→ **PROBLEM TO WORK ON**:
Please reproduce the entries in full. Keep every character the same.

======

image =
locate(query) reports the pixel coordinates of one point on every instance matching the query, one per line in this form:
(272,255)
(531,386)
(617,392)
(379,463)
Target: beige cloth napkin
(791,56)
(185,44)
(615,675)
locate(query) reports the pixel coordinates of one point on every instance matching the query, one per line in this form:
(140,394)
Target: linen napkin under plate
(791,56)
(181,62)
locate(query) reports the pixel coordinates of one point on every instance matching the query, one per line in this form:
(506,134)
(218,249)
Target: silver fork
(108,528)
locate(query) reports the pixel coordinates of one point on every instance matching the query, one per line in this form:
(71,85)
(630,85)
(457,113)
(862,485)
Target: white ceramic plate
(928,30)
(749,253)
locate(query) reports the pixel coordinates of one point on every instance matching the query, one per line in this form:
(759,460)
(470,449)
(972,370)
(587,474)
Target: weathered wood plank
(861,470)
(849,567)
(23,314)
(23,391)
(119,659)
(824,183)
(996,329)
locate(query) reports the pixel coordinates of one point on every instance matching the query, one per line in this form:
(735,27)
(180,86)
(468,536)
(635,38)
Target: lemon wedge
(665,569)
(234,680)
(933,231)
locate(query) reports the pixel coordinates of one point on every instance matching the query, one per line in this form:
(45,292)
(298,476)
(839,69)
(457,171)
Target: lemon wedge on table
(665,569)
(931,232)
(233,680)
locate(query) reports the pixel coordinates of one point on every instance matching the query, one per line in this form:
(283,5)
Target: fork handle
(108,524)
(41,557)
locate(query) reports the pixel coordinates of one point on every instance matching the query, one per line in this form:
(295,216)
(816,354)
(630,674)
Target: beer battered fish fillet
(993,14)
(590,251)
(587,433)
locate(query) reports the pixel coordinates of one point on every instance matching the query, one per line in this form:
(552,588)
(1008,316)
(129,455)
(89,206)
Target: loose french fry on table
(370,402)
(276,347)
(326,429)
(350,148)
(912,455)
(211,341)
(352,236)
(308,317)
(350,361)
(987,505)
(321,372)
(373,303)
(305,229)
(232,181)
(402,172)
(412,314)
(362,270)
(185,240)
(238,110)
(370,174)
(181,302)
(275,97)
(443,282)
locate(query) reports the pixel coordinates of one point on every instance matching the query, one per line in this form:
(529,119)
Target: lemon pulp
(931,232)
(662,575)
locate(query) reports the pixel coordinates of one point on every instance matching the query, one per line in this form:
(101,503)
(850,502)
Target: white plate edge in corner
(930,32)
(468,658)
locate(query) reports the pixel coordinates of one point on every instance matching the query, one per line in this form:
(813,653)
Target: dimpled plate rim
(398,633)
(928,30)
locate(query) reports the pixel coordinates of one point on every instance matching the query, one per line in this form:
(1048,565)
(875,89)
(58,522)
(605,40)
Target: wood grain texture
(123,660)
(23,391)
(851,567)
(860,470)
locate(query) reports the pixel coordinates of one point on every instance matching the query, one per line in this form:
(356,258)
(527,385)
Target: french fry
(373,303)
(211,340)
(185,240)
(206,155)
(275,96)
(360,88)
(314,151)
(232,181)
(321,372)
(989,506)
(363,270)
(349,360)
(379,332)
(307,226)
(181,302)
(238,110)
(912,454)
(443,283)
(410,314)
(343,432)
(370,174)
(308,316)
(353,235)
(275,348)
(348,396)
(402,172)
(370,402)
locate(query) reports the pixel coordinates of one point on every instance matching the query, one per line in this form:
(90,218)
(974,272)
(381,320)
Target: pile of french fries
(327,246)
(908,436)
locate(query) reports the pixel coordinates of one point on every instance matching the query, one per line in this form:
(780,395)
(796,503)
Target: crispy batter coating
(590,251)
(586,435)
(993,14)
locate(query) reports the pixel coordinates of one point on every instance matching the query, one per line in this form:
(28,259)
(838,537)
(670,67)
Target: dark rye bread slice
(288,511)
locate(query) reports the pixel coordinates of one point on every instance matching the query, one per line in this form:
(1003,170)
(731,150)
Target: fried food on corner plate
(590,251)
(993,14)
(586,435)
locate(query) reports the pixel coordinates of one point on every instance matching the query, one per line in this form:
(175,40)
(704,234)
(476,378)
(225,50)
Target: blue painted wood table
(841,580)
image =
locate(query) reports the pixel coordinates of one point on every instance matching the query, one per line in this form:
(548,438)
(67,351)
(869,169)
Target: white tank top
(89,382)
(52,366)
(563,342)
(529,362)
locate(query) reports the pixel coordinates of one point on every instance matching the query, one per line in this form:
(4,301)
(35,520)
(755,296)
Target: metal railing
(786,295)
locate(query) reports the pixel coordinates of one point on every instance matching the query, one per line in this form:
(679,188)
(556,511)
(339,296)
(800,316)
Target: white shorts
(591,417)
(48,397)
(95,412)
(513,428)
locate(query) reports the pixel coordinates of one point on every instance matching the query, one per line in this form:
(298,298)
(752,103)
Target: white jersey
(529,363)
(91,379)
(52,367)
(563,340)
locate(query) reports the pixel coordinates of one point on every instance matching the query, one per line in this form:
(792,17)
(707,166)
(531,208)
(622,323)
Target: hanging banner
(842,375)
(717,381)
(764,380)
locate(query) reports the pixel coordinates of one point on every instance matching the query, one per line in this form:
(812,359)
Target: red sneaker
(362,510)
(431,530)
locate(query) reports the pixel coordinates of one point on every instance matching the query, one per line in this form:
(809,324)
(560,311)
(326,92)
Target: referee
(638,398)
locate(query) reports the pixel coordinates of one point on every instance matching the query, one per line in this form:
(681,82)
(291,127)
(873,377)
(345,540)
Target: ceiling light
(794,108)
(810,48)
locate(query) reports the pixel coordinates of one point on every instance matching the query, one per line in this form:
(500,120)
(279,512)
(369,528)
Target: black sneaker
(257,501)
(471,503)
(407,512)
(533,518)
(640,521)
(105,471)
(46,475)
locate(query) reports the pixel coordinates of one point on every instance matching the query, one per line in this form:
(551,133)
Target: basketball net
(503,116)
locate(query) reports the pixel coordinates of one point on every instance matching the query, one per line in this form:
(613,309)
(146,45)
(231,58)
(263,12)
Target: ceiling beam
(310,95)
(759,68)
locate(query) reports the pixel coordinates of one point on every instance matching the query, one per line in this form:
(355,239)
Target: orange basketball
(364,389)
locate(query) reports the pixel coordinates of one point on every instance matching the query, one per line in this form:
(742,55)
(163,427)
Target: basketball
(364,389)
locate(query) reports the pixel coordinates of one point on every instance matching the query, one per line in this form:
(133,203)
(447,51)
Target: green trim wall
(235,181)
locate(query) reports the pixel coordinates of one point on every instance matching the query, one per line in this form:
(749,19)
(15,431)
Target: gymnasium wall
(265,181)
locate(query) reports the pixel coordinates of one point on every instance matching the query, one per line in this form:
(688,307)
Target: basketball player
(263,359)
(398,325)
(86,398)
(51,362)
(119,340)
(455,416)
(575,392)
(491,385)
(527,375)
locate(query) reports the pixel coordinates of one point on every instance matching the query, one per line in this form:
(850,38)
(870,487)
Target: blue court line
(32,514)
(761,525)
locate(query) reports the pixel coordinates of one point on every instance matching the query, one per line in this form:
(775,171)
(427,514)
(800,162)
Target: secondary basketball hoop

======

→ **ANSWER BELOW**:
image =
locate(query) reports the pixel coordinates of one point on every instance matching the query, one per line in this form:
(272,255)
(531,386)
(617,392)
(379,463)
Target: beige cloth napkin
(791,56)
(185,44)
(615,675)
locate(query) reports the pixel coordinates of one point on every instance matching the query, one per line in this form:
(140,394)
Target: linen napkin under plate
(791,56)
(181,62)
locate(query) reports the pixel coordinates of one point on every instance matching the query, one per line in this form:
(506,134)
(218,249)
Target: silver fork
(108,528)
locate(query) reports the pixel coordinates of one point on every instance matching the query, one per line in this form:
(71,85)
(630,85)
(457,113)
(862,485)
Target: white ceramic plate
(928,30)
(749,253)
locate(query) reports the pixel coordinates of one point on every instance matching the query, one per line in this form:
(759,460)
(470,449)
(972,370)
(587,474)
Target: weathered wood plank
(861,470)
(849,567)
(23,314)
(23,391)
(119,659)
(824,183)
(996,329)
locate(query) reports the pixel coordinates of one point on every instance matching the query, one per line in this form:
(735,27)
(180,86)
(468,536)
(635,38)
Target: lemon wedge
(665,569)
(234,680)
(933,231)
locate(query) reports the pixel coordinates of one point on every instance matching the query, one per line in this form:
(45,292)
(298,476)
(839,69)
(457,171)
Target: lemon wedge on table
(665,569)
(931,232)
(233,680)
locate(query) reports the pixel coordinates of one point on every instance matching the query, one per line in this form:
(283,5)
Target: fork handle
(108,524)
(41,557)
locate(query) reports the pixel coordinates of one point on every instance matching the query, one per line in this form:
(295,216)
(816,354)
(630,674)
Target: beer battered fish fillet
(993,14)
(590,251)
(587,433)
locate(query) reports the pixel coordinates of one point on every instance matching the query, one per line in this form:
(552,588)
(1008,316)
(129,455)
(89,206)
Target: loose french fry on table
(370,402)
(276,347)
(326,429)
(350,148)
(912,455)
(211,341)
(352,236)
(308,317)
(350,361)
(987,505)
(321,372)
(373,303)
(305,229)
(232,181)
(402,172)
(412,314)
(362,270)
(185,240)
(238,110)
(370,174)
(181,302)
(275,97)
(443,282)
locate(query) reports the pixel coordinates of one point on every instance matching the query, one per line in this form:
(529,119)
Target: lemon pulp
(931,232)
(662,575)
locate(query) reports the pixel coordinates of one point on every instance matching the query, one per line in this form:
(101,503)
(850,502)
Target: white plate edge in corner
(930,32)
(468,658)
locate(query) reports the pixel coordinates of one point on every instance matching the query, one per line in this form:
(813,653)
Target: dimpled plate rim
(398,633)
(928,30)
locate(query) reports the pixel coordinates of one point on every instance matching the query, one per line in this form:
(1048,565)
(875,89)
(58,522)
(605,40)
Target: wood grain texture
(123,660)
(23,391)
(851,567)
(860,470)
locate(query) reports the pixel coordinates of one point on every instance matching the query, one per line in this form:
(356,258)
(527,385)
Target: french fry
(373,303)
(211,340)
(185,240)
(206,155)
(275,96)
(360,88)
(314,151)
(232,181)
(321,372)
(989,506)
(363,270)
(349,360)
(379,332)
(307,226)
(181,302)
(238,110)
(912,454)
(443,283)
(410,314)
(343,432)
(370,174)
(308,316)
(353,235)
(275,348)
(348,396)
(402,172)
(370,402)
locate(query) reports the pixel coordinates of one point on every instance matching the query, one per line in this form:
(90,218)
(974,272)
(381,320)
Target: pile of french fries
(327,246)
(908,436)
locate(query) reports the pixel coordinates of one point on every instance matching the query, one per line in this form:
(780,395)
(796,503)
Target: crispy batter coating
(590,251)
(586,435)
(993,14)
locate(query) reports the pixel coordinates of one point on every instance matching the query, one per line in this form:
(28,259)
(838,537)
(670,67)
Target: dark rye bread slice
(288,511)
locate(query) reports the pixel coordinates of one point on every instance matching the query, one per line in this form:
(1003,170)
(731,150)
Target: fried food on corner plate
(590,251)
(993,14)
(586,435)
locate(query) reports the pixel coordinates of one point on every instance matching the query, one per line in this form:
(175,40)
(704,234)
(476,378)
(225,50)
Target: blue painted wood table
(841,580)
image =
locate(query) reports the pixel coordinates of one point on every instance matching the query, one per line in this form:
(548,438)
(67,351)
(869,169)
Target: white tank top
(89,382)
(52,366)
(563,342)
(529,362)
locate(query) reports the pixel coordinates of one point on every instance matching the query, one per line in this form:
(4,301)
(35,520)
(755,296)
Target: metal railing
(786,295)
locate(query) reports the pixel coordinates of one point on every instance matching the query, one per line in this form:
(679,188)
(556,511)
(339,296)
(800,316)
Target: white shorts
(591,417)
(48,397)
(95,412)
(513,428)
locate(query) reports the pixel coordinates of one point on every instance matching the query, one per line in this form:
(298,298)
(752,103)
Target: white jersey
(529,363)
(91,379)
(52,367)
(563,340)
locate(query) reports the pixel coordinates of one point on every instance matching the query, one per line in this form:
(792,17)
(707,166)
(531,208)
(622,323)
Target: hanging banner
(842,375)
(717,381)
(764,380)
locate(query) reports the pixel coordinates of one point on every instance matching the query, one per line in this form:
(812,359)
Target: red sneaker
(362,510)
(431,530)
locate(query) reports the pixel coordinates of one point on every instance matching the query, one per line in this form:
(809,324)
(560,311)
(326,92)
Target: referee
(638,398)
locate(query) reports the pixel coordinates of one point on every instance matching the query, one per line in this form:
(681,82)
(291,127)
(873,377)
(345,540)
Target: ceiling light
(794,108)
(810,48)
locate(query) reports the pixel coordinates of one point on every instance matching the query, one per line in this form:
(500,120)
(279,512)
(369,528)
Target: black sneaker
(257,501)
(471,503)
(407,512)
(533,518)
(640,521)
(105,471)
(46,475)
locate(query) reports the pixel coordinates of one point on every instance matching the query, one per line in this form:
(551,133)
Target: basketball net
(503,116)
locate(query) reports the pixel coordinates of one point on every instance matching the query, one per line in this form:
(613,309)
(146,45)
(231,58)
(263,12)
Target: ceiling beam
(310,95)
(759,68)
locate(query) reports the pixel coordinates of one point on every instance matching the query, one per line in this form:
(355,239)
Target: orange basketball
(364,389)
locate(query) reports the pixel coordinates of one point on every instance matching the query, one per line in this form:
(742,55)
(163,427)
Target: basketball
(364,389)
locate(query) reports the pixel coordinates of one point on every instance matching the query, one per line in this form:
(133,203)
(447,51)
Target: green trim wall
(235,181)
locate(query) reports the pixel coordinates of one point on every instance matching the query, one per line in this form:
(749,19)
(15,431)
Target: gymnasium wall
(265,181)
locate(query) reports the pixel coordinates of one point on every instance matching the query, one per line in this form:
(688,307)
Target: basketball player
(263,359)
(398,325)
(86,398)
(51,362)
(119,340)
(455,416)
(575,392)
(491,385)
(527,375)
locate(query) reports the pixel coordinates of one point on every instance matching the query, one per line in this form:
(850,38)
(870,487)
Target: blue court line
(32,514)
(761,525)
locate(query) reports the pixel coordinates of one point on every instance matching the query, one per line in this form:
(775,171)
(427,514)
(800,162)
Target: secondary basketball hoop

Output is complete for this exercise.